▶ **WHAT NEEDS TO BE DONE**
Please repeat the listing exactly, with every line intact.

▶ **INFORMATION SHOWN**

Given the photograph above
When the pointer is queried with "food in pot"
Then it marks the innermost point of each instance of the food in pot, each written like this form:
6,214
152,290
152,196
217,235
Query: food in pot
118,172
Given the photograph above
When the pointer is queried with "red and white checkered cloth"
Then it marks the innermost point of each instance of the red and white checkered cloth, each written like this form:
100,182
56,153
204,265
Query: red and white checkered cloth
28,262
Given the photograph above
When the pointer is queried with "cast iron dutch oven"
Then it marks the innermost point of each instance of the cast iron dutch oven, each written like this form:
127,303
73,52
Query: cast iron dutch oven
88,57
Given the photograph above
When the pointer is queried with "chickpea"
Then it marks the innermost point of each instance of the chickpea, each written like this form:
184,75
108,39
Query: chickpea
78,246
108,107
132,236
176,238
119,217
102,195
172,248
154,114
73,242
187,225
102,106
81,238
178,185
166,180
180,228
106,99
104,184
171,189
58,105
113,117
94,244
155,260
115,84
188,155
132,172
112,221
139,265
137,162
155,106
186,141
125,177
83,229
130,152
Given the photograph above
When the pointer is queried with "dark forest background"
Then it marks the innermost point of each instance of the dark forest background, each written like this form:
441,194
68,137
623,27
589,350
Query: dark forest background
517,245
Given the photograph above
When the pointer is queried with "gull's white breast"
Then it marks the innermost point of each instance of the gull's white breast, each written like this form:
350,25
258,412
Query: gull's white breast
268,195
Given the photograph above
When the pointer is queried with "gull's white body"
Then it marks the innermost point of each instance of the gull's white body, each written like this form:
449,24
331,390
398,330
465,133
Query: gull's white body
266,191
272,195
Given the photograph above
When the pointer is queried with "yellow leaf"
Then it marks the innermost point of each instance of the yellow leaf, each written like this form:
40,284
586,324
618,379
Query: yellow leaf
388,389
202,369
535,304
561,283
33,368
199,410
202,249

▶ **OUTPUT OF THE EXERCISE**
Given the photograph above
When the pointer is queried with "food in pot"
Then it marks the innermost point of each instance of the food in pot, each written like this form:
6,214
152,290
152,196
217,235
Query: food in pot
118,172
Given the photograph above
When the pointer is queried with "red and white checkered cloth"
Then it marks the innermost point of each instance of the red and white checkered cloth, each written like this form:
100,182
56,153
204,265
Query: red and white checkered cloth
28,262
Given the photograph above
When the pointer is queried with "cast iron dutch oven"
Then it marks the innermost point of each instance of the cast iron dutch oven, each written like this form:
127,303
73,52
Query: cast iron dutch oven
88,57
Given the photograph above
When the pointer is queried with "chickpea"
Then it marks the innermost point of each instance of the chickpea, each written like this form:
184,75
108,39
Query: chickpea
78,246
108,107
132,236
176,238
119,217
102,195
172,248
154,114
73,242
187,225
102,106
81,238
178,185
166,180
180,228
106,99
104,184
171,189
58,105
113,117
94,244
155,260
115,84
188,155
132,172
112,221
139,265
137,162
155,106
186,141
125,177
83,229
130,152
Given the photograph above
When the pointer is queried with "dark forest background"
Then it marks the innermost point of each instance of the dark forest background, each written like this form:
441,194
68,137
623,27
589,350
Query: dark forest background
517,245
Given the photograph above
When the pointer is queried with "gull's white breast"
Then it marks the innermost point of each instance of the gull's white breast, each written like this form:
350,25
258,412
Query: gull's white breast
268,195
Given the photograph above
When the pointer is queried with "gull's white body"
Then it marks the innermost point of each instance of the gull's white body, each written like this form:
449,24
331,390
398,330
465,133
Query: gull's white body
266,191
272,195
Given the photograph above
When the pointer is queried with "yellow leaf"
Then it marks the innermost point of each instance of the yellow leaf, each written like this form:
40,284
586,324
618,379
Query: yellow leaf
388,389
202,369
535,304
561,283
33,368
199,410
202,249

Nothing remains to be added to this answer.